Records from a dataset
******

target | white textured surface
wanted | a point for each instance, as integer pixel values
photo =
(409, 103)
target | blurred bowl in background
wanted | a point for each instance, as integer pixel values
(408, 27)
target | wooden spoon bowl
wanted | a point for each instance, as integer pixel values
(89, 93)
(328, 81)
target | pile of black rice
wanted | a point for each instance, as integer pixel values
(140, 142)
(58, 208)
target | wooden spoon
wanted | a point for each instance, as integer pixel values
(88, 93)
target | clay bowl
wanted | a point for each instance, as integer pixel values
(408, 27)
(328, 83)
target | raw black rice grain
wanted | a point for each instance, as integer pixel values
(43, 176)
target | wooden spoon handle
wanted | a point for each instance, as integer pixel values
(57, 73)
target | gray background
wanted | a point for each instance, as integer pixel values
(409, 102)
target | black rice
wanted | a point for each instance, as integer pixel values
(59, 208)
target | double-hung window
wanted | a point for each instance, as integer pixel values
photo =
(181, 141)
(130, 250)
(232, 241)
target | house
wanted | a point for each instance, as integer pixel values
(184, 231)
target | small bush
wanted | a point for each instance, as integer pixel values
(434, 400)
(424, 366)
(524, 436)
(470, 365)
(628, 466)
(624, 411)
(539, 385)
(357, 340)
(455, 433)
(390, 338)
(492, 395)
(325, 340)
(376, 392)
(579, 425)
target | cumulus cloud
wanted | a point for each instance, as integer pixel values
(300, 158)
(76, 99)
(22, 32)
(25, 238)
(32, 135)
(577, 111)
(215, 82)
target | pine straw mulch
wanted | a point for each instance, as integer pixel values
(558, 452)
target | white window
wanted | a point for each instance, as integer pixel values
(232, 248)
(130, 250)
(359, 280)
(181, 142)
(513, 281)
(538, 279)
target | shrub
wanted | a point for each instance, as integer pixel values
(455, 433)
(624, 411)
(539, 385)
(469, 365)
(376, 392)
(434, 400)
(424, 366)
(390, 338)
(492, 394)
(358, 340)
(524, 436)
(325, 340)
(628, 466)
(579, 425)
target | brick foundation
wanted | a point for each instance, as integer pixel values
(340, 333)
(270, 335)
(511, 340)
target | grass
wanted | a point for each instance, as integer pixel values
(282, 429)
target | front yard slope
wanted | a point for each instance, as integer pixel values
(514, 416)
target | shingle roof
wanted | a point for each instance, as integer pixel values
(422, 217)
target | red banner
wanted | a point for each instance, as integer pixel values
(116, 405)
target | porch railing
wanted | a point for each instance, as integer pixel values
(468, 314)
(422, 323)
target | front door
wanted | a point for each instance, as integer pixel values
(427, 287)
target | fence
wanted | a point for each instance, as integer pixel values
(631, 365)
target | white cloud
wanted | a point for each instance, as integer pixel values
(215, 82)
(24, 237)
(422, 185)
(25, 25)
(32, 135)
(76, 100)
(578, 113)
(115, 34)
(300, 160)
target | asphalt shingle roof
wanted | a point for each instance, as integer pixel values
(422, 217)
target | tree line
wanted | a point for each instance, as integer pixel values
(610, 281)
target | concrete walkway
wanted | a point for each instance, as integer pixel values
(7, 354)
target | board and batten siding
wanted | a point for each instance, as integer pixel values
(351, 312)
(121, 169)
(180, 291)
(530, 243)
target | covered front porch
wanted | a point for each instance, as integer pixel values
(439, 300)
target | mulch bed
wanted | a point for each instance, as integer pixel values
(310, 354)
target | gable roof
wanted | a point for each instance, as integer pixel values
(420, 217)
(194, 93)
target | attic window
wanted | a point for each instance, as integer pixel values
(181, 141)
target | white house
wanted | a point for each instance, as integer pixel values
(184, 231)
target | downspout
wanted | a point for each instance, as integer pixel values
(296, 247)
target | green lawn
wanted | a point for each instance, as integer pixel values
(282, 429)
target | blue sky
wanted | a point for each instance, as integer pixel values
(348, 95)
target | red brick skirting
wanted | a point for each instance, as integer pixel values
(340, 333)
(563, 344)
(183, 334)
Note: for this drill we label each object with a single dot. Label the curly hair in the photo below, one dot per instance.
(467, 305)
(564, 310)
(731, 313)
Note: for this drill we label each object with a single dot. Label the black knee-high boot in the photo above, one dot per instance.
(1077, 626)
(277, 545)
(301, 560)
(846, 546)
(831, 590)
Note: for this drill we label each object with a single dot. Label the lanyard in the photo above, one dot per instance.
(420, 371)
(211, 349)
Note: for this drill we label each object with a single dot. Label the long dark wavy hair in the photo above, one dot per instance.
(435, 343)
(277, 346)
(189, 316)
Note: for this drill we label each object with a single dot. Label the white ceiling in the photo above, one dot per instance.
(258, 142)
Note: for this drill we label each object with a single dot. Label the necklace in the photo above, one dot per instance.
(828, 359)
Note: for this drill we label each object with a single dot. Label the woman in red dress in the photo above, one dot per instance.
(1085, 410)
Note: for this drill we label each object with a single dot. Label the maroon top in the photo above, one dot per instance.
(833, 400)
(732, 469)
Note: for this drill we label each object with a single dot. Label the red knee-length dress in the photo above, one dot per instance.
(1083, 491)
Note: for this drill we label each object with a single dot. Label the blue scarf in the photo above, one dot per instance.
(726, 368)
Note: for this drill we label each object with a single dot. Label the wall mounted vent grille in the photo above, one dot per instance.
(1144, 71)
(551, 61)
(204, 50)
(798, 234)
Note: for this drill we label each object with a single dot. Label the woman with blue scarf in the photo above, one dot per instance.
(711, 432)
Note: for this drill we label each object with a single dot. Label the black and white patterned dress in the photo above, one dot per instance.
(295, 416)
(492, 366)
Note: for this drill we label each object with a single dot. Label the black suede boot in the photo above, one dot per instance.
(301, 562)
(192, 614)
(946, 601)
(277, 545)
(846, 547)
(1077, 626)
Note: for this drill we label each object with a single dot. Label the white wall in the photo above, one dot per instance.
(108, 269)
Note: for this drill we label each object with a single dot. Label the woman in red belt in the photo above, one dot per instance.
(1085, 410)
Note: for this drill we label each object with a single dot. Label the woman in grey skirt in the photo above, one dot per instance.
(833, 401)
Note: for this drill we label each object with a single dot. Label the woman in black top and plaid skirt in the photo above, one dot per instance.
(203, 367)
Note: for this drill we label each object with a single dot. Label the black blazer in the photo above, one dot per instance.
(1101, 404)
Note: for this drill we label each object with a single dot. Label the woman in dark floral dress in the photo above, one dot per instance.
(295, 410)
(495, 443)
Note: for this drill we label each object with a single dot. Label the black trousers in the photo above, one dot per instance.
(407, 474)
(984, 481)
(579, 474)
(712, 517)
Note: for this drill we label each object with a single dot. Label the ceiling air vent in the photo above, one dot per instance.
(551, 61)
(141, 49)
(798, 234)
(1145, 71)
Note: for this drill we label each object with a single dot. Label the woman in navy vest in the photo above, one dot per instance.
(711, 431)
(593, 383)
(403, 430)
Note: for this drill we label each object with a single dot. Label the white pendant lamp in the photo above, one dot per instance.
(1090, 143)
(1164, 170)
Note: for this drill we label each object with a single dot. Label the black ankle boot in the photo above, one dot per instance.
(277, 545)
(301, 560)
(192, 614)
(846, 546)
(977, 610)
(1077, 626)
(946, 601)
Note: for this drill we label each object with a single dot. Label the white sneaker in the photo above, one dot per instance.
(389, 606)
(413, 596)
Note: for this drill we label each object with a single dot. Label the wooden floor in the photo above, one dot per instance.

******

--- TASK DESCRIPTION ---
Output every record exactly as written, with nothing dropped.

--- PROBLEM SOLUTION ---
target | white textured surface
wanted | a point for each instance, as integer pixel values
photo =
(409, 103)
target | blurred bowl in background
wanted | a point for each instance, as integer pixel values
(408, 27)
target | wooden spoon bowl
wanted | a point for each instance, as integer pixel values
(89, 93)
(328, 81)
target | pile of black rice
wanted | a point for each instance, as integer pixel values
(140, 142)
(58, 208)
target | wooden spoon
wanted | a point for each instance, as integer pixel values
(88, 93)
target | clay bowl
wanted | a point for each instance, as integer pixel values
(408, 27)
(328, 83)
target | raw black rice grain
wanted | a point for each instance, as integer pixel values
(43, 176)
target | wooden spoon handle
wanted | a point for each instance, as integer pixel values
(57, 73)
target | gray background
wanted | a point for each instance, as integer pixel values
(409, 102)
target | black rice
wanted | a point for each instance, as integer pixel values
(59, 208)
target | double-hung window
wanted | a point for each instance, as integer pixel values
photo =
(181, 141)
(130, 250)
(232, 241)
target | house
wanted | a point for each instance, as integer pixel values
(184, 231)
target | small bush
wanted | a point for each instance, as integer pixel values
(434, 400)
(424, 366)
(524, 436)
(470, 365)
(628, 466)
(624, 411)
(539, 385)
(357, 340)
(455, 433)
(390, 338)
(492, 395)
(325, 340)
(376, 392)
(579, 425)
target | cumulus cloud
wanted | a point for each instance, as integer pixel values
(300, 158)
(76, 99)
(22, 32)
(25, 238)
(32, 135)
(577, 111)
(215, 82)
target | pine straw mulch
wanted | a point for each instance, as integer pixel values
(558, 452)
target | white window
wanted | a point for each instance, as integer pixel values
(232, 248)
(130, 250)
(359, 280)
(181, 142)
(513, 281)
(538, 279)
target | shrub
wanted | a point for each instance, as integer pixel values
(455, 433)
(624, 411)
(539, 385)
(469, 365)
(376, 392)
(434, 400)
(424, 366)
(390, 338)
(492, 394)
(358, 340)
(524, 436)
(325, 340)
(628, 466)
(579, 425)
target | brick foundation
wanted | a point for each instance, as integer pixel values
(340, 333)
(270, 335)
(511, 340)
target | grass
wanted | a point for each instance, as integer pixel values
(282, 429)
target | front yard slope
wanted | a point for each instance, as integer pixel values
(514, 416)
target | shingle roof
wanted | a point for each instance, as integer pixel values
(422, 217)
target | red banner
wanted | a point for each instance, as integer pixel values
(116, 405)
target | porch railing
wanted | a point for each instance, as integer pixel values
(468, 314)
(422, 323)
target | front door
wanted | a point for each instance, as integer pixel values
(427, 287)
target | fence
wanted | a point for each instance, as integer pixel values
(631, 365)
target | white cloud
wanted | a point for each instance, as integer pixel values
(215, 82)
(24, 237)
(422, 185)
(25, 25)
(32, 135)
(76, 100)
(578, 113)
(115, 34)
(300, 160)
target | asphalt shingle roof
wanted | a point for each instance, as integer pixel values
(422, 217)
target | tree line
wanted | a point for each instance, as integer pixel values
(610, 281)
target | concrete walkway
wanted | a point for each instance, as integer pixel values
(7, 354)
target | board and batten siding
wanted | a point for each instance, as integer pixel values
(351, 312)
(121, 169)
(180, 291)
(530, 243)
target | covered front porch
wanted | a point for each instance, as integer pixel values
(439, 300)
target | mulch bed
wanted | a point for each instance, as integer pixel values
(310, 354)
target | gable roof
wanted | a point for each instance, as integer pixel values
(420, 217)
(194, 93)
target | attic window
wanted | a point for each instance, as integer pixel values
(181, 141)
target | white house
wanted | a point for each instance, as integer pixel values
(184, 231)
target | downspout
wanted | a point for each instance, as integer pixel values
(296, 247)
target | green lawn
wanted | a point for each instance, as integer pixel values
(282, 429)
target | blue sky
wanted | a point for each instance, as integer pixel values
(348, 95)
target | red brick skirting
wanted | a point for each instance, as integer pixel values
(340, 333)
(563, 344)
(183, 334)
Note: for this drill we label each object with a single dot. Label the curly hair in the photo below, one dot per instance.
(467, 305)
(564, 310)
(731, 313)
Note: for this drill we label each object with a single dot. Label the black knee-high boot in the photo above, one dot per instance.
(1077, 626)
(277, 545)
(301, 560)
(846, 546)
(831, 590)
Note: for this drill we label each object with a single dot. Label the lanyard in the photo above, one dot per instance.
(420, 371)
(211, 349)
Note: for this drill we label each object with a single dot. Label the long dark wavy hair in the photo above, one dot per instance.
(435, 343)
(277, 346)
(189, 316)
Note: for this drill we label each object with a single dot. Label the white ceiling in the photo above, one dot per instance.
(258, 142)
Note: for this drill we label each object with a single dot. Label the necklace in the photo above, one dot per instance.
(828, 359)
Note: for this drill we label each object with a single dot. Label the woman in red dress in the photo above, one dot per instance.
(1085, 410)
Note: for this drill we label each object with a single dot. Label the maroon top in the photo above, one dot per instance.
(833, 400)
(732, 469)
Note: for this drill we label each object with a single dot. Label the red knee-length dress in the photo above, one dot per instance.
(1083, 491)
Note: for this drill we label each object with a single dot. Label the blue scarf in the photo above, one dot per instance.
(726, 368)
Note: for this drill we label each object with a single dot. Label the wall mounted vent grille in the photo above, one dot per instance.
(1144, 71)
(551, 61)
(204, 50)
(798, 234)
Note: for this drill we label each object with a single dot. Label the woman with blue scarf in the photo above, one dot per instance.
(711, 432)
Note: for this drill we label each object with a single dot. Label the black and white patterned dress in the photo above, one dot per instance.
(295, 416)
(492, 366)
Note: for this drill we label each object with a single dot. Label the black suede boot in the photo above, one dot per instance.
(301, 562)
(192, 614)
(946, 601)
(277, 545)
(846, 547)
(1077, 626)
Note: for this drill we label each object with a single dot. Label the white wall in the photo above, one dot per instance.
(108, 269)
Note: for this drill we label each object with a single dot. Label the woman in red belt in the photo above, one dot per instance.
(1085, 410)
Note: for this drill we label each object with a single dot. Label the woman in grey skirt in the photo above, one dot per instance.
(833, 401)
Note: for this drill we label each object with a single dot. Label the woman in black top and plaid skirt in the photo above, one dot per instance.
(203, 367)
Note: for this drill we label each object with a single dot. Label the black blazer in the photo above, one dot per instance.
(1101, 404)
Note: for this drill we label each object with a single dot. Label the woman in dark floral dress in the photo above, one dot per instance.
(295, 410)
(495, 443)
Note: for this drill we label each object with a single dot. Label the black trousers in the photo above, one dot per instance.
(407, 474)
(984, 481)
(579, 474)
(712, 517)
Note: for this drill we label each object with a single dot. Label the ceiling air vent in the photo above, one dot per instance.
(551, 61)
(141, 49)
(798, 234)
(1145, 71)
Note: for this drill we label each object with a single dot. Label the woman in navy vest in the photo above, one dot per instance.
(711, 431)
(593, 383)
(403, 430)
Note: for this drill we label each object with a single dot. Label the white pendant lamp in the photo above, one dot per instance.
(1090, 143)
(1164, 170)
Note: for this drill we label each object with a single dot. Label the black ankle boot in the photo above, one dot per instance.
(277, 545)
(301, 560)
(192, 614)
(846, 546)
(977, 610)
(1077, 626)
(946, 601)
Note: for this drill we label each object with a single dot. Label the white sneaker in the photo above, one dot per instance.
(389, 606)
(413, 596)
Note: for this drill we label each object with a single dot. Label the wooden floor in the photo above, one dot per instance.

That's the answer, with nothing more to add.